§ Extrait du document:
Forcément, quand on rajoute des capacités, cela a un impact, au tout début, sur la performance de la ligne, notamment en termes de facteur de remplissage. Mais les résultats que nous observons actuellement sont en phase avec nos objectifs. On s’appuie sur plusieurs atouts : l’historique de notre présence sur place, nos équipes commerciales locales, nos relations avec les agences de voyages et avec tout l’écosystème, notre programme de fidélisation… Toute une batterie d’atouts commerciaux qui nous permettent de continuer à nous développer, y compris sur des lignes comme Cotonou où un nouvel entrant arrive.
Mais je ne pense pas qu’on puisse parler de monopole, puisqu’il y a des hubs concurrents à Paris et au départ de ces pays. Disons plutôt que nous sommes encore opérateur unique sur quelques lignes, mais ce n’est pas nous qui l’imposons, c’est une situation de fait.
Si Paris et Amsterdam restent les premiers hubs vers l’Afrique de l’Ouest, on assiste à une importante montée en puissance des compagnies du Golfe et de Turkish Airlines, notamment vers l’Afrique de l’Est et australe. Comment percevez-vous ce déplacement « du centre de gravité » des liaisons entre l’Afrique et le reste du monde ?
Il y a de la place pour tout le monde dans le transport aérien. Nous avons des concurrents qui se développent, et c’est très bien ainsi. Pour notre part, on continue à avoir des flux de clientèle de l’Asie vers l’Afrique et d’Afrique vers l’Asie, par exemple pour la Chine, que nous redémarrons de manière significative.

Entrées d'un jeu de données
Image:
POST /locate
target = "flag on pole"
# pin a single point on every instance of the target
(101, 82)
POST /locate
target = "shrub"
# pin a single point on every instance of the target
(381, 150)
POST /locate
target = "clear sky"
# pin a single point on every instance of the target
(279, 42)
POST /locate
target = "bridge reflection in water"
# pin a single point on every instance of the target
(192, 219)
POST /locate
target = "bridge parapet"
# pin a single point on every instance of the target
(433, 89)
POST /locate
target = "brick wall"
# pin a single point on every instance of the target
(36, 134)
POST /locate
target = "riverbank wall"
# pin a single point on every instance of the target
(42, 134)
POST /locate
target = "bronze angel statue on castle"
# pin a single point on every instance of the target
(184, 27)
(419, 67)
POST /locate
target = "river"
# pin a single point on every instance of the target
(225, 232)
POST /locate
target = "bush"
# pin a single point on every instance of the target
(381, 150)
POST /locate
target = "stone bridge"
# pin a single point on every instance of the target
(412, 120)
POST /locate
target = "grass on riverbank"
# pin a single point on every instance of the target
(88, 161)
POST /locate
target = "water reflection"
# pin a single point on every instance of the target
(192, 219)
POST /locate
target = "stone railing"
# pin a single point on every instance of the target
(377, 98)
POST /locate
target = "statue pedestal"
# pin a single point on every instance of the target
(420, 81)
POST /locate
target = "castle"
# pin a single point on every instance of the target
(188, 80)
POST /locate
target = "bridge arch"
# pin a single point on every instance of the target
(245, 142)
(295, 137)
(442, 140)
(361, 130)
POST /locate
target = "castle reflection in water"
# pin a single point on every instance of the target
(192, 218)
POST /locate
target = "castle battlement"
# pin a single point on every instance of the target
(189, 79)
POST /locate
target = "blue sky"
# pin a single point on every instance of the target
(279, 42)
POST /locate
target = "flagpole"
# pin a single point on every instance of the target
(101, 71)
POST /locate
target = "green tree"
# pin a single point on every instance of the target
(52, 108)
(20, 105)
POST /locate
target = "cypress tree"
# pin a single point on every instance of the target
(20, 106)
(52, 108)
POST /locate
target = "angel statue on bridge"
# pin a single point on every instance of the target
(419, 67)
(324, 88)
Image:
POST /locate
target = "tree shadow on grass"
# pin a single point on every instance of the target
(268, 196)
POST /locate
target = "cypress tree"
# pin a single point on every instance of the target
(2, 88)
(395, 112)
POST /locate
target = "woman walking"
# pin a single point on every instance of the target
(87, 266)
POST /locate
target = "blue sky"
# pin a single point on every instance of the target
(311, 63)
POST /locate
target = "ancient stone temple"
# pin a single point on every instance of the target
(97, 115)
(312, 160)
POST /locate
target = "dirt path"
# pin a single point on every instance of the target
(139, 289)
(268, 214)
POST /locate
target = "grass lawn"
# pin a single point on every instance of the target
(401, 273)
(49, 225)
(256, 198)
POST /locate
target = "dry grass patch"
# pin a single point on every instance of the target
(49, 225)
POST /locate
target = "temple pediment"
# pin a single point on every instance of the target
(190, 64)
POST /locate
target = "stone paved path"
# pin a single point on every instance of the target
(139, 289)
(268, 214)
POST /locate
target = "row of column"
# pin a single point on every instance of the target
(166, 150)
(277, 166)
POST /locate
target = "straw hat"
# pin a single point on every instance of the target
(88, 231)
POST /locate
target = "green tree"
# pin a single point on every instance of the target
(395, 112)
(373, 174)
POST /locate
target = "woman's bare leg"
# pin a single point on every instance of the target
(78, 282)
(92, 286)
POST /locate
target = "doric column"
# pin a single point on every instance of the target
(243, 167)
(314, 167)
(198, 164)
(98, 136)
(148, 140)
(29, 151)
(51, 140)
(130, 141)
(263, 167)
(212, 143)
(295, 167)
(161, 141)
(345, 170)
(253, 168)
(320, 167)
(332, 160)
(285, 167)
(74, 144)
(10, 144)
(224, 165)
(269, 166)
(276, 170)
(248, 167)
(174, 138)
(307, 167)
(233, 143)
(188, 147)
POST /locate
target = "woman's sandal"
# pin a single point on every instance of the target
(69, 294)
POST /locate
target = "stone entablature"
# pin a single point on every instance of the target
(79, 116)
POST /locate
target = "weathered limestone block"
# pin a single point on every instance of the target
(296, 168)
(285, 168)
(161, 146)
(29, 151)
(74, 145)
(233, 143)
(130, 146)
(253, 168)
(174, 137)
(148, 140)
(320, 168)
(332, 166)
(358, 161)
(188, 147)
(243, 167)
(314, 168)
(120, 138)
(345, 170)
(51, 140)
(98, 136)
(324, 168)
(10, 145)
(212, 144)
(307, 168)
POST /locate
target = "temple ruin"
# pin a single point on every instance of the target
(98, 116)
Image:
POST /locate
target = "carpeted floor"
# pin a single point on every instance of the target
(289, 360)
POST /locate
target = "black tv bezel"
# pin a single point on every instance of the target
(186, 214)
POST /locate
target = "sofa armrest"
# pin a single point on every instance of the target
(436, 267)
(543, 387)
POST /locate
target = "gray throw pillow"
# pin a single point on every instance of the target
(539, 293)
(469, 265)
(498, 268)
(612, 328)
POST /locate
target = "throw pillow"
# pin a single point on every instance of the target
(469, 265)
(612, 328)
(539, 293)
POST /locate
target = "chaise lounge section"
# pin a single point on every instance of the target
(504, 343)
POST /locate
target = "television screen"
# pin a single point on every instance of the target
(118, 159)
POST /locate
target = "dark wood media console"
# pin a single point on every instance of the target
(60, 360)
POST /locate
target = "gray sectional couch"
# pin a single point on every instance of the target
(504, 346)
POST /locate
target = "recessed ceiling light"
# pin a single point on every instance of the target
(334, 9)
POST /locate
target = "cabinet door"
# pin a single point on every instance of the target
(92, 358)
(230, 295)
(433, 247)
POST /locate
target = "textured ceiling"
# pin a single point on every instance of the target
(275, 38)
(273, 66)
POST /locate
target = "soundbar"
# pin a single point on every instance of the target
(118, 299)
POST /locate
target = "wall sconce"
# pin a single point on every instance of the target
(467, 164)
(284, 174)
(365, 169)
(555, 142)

§ Objet de la tâche:
Dans l'extrait sur le transport aérien vers l'Afrique, modifiez le passage allant de « Forcément, quand on » jusqu'à « nouvel entrant arrive. » inclus en y remplaçant « atouts » par « avantages », puis recopiez-le.

§ Solution proposée:
Forcément, quand on rajoute des capacités, cela a un impact, au tout début, sur la performance de la ligne, notamment en termes de facteur de remplissage. Mais les résultats que nous observons actuellement sont en phase avec nos objectifs. On s’appuie sur plusieurs avantages : l’historique de notre présence sur place, nos équipes commerciales locales, nos relations avec les agences de voyages et avec tout l’écosystème, notre programme de fidélisation… Toute une batterie d’avantages commerciaux qui nous permettent de continuer à nous développer, y compris sur des lignes comme Cotonou où un nouvel entrant arrive.